┌─ Brano scelto

Il romanzo che attraverso le vicende di vita di un aspirante attore pronto a tutto e soprattutto in perfetta linea con l’idea della prostituzione della propria dignità in funzione dell’arrivare, dell’apparire, dell’ “esserci” vivendo al di sopra dei propri meriti ed aspettative, racconta un ventennio cruciale, socialmente e politicamente, basato su effimere conquiste e inevitabili tracolli: la perfetta sintesi dell’illusione mediatica di un tempo programmato per l’annichilimento di una coesione cosciente e sociale, di cui adesso paghiamo le spese, tirandone ognuno a suo modo somme o, peggio, “sottrazioni”.

Per darvi un assaggio del libro, ho scelto una pagina che vado trascrivendovi qui di seguito, consapevole del fatto che un così breve estratto non possa raccontare un libro, né rendergli giustizia; tuttavia la mia scelta dipende dal fatto che io Roma l’ho vissuta per due anni di quel “grandioso” ventennio, e questa pagina ha dunque per me il sapore del ricordo e della ricostruzione di caratteri e modi che, inevitabilmente, mi sono rimasti impressi nella memoria, strappandomi un sorriso, qui e lì anche con un certo “fastidio”.
Vi invito, quindi a leggere queste righe e a prenotare il libro, che sarà in tutte le librerie ufficialmente dal 23 gennaio prossimo venturo.
Ad Andrea il mio più grande augurio di – questo sì! perdinci! – meritato e sudato successo.

└─

Obiettivi:
a) Secondo la presentazione del romanzo, da quando il libro sarà ufficialmente in tutte le librerie?
b) Scrivi il seguito della presentazione del romanzo, riprendendo dopo l'ultima frase.

┌─ Sezione dati

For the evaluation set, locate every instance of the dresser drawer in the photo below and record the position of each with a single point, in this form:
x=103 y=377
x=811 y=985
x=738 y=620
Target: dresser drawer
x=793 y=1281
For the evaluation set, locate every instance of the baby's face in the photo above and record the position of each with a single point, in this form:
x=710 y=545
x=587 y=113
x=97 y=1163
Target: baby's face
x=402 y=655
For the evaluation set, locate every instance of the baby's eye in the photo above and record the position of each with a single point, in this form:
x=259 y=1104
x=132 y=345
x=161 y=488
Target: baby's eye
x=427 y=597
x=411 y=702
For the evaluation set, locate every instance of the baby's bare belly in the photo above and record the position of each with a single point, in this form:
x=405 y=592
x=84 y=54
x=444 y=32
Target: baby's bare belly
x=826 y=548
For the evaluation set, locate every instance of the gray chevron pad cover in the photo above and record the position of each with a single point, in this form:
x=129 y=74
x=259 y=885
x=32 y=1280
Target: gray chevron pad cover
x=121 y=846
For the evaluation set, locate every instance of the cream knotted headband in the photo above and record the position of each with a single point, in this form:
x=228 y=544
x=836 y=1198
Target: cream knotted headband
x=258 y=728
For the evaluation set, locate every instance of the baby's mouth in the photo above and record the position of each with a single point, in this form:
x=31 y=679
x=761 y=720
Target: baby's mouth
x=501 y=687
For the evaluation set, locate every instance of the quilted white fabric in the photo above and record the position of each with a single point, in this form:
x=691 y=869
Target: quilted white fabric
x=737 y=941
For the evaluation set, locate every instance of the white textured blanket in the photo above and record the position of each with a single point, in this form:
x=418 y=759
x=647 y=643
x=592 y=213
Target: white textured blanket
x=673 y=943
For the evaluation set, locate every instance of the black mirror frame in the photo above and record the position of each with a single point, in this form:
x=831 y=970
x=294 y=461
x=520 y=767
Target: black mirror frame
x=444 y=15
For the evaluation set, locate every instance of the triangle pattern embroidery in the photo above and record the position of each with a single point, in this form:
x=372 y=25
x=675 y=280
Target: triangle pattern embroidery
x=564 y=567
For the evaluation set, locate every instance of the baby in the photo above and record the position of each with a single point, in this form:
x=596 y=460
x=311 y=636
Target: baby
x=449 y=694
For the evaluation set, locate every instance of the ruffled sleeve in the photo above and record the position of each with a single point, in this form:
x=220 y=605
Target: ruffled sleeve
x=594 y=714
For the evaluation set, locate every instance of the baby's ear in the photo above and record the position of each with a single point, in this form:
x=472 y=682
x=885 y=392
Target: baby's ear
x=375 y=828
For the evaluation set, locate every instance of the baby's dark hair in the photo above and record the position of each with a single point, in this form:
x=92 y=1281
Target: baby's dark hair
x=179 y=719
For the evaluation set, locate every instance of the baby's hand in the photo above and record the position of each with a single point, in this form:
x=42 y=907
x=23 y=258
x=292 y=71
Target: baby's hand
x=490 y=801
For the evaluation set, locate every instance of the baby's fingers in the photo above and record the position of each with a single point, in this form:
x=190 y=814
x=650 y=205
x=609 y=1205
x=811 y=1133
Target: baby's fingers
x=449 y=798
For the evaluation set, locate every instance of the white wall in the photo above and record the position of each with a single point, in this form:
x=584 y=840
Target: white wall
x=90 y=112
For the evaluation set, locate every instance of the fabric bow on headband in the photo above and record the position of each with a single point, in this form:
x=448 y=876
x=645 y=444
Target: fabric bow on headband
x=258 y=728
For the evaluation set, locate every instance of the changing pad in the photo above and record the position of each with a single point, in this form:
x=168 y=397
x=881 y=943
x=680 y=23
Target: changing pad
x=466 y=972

└─

Risposte ai compiti:
a) Dal 23 gennaio prossimo venturo.

b)
p.s.: ricordo anche il precedente saggio sempre di Pomella, uscito nel 2012, dal titolo pessimo (ma questo Andrea lo sa, ne parlammo), 10 modi per imparare a essere POVERI ma FELICI, edito con Laurana editore, che ben lontano dal fornire soluzioni e risposte facili da decalogo delle meraviglie, fa invece un’analisi nuda e cruda della realtà sociale in cui versiamo e che – ovviamente – ritorna quale ossatura sociale in cui inserisce e fa muovere i personaggi de “la misura del danno”.

In sintesi, leggetevi questa pagina e compratevi i due libri, perché dei tanti scrittori in giro – e mi ci gioco le scarpe e i capelli che mi ricresceranno – Pomella sarà uno dei pochi che lascerà una vera traccia, un vero segno.

Natàlia Castaldi

pag.38-39 La misura del danno, di Andrea Pomella

[...]
“Si vive bene nei nuovi quartieri schiavisti?” Era questa la domanda che Gino aveva fatto a suo figlio un mese dopo che Alessandro e Francesca si erano stabiliti nell’appartamento, “ultimo piano ristrutturato salone doppio”, in piazza Carli a Vigna Clara, un regalo di nozze di Giovanni e Maddalena Sangallo.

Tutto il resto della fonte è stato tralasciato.